Сказать, чтобы в российских социальных науках были заметны хоть какие-то признаки интереса к теоретико-методологической проблематике социального познания, нельзя хотя бы уже потому, что до сих пор не было ни сколько-нибудь значительных обзорных работ, ни серьезных дискуссий, в которых бы анализировались парадигмальные противоречия интерпретации получаемых отечественными социологами данных. Есть заметные расхождения в политико-идеологических установках социологов, но не в технике или характере предметных объяснений, поскольку никаких собственных теоретических или методологических идей у сторонников государственнической науки не возникает, и возникать не может. Для дискуссии о дифференциации теоретических школ и методологических подходов нужны в первую очередь сами эти школы и подходы, производящие оригинальные предметные и эмпирические знания, признаков которых пока не видно. [4]

Никаких принципиальных открытий не видно как со стороны, условно говоря, «СОЦИСа», так и со стороны тех, кто давно выступает с постмодернистскими манифестациями, хотя запоминающиеся работы, безусловно, есть.

» Указания
1. Что, согласно фрагменту о российских социальных науках, нужно в первую очередь для дискуссии о дифференциации теоретических школ и методологических подходов?
2. Выведите часть фрагмента о российских социальных науках, начиная со слов «Никаких принципиальных открытий» и продолжая до слов «работы, безусловно, есть.» включительно.

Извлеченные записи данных

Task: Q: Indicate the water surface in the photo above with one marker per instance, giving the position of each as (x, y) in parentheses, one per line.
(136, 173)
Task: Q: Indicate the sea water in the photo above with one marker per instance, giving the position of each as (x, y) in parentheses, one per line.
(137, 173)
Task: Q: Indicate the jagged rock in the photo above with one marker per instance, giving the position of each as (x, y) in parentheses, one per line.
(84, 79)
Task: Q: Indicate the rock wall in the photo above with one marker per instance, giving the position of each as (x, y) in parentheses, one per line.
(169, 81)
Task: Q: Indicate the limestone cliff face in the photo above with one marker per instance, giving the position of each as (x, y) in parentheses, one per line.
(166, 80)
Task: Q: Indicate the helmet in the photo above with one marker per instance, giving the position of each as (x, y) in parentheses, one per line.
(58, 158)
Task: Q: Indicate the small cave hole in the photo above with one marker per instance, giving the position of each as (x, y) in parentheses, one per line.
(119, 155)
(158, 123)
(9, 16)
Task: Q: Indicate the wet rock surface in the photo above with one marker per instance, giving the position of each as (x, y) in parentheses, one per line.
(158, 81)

» Ответы на задания
1. Нужны сами эти школы и подходы, производящие оригинальные предметные и эмпирические знания.

2.
Никаких принципиальных открытий не видно как со стороны, условно говоря, «СОЦИСа», так и со стороны тех, кто давно выступает с постмодернистскими манифестациями, хотя запоминающиеся работы, безусловно, есть.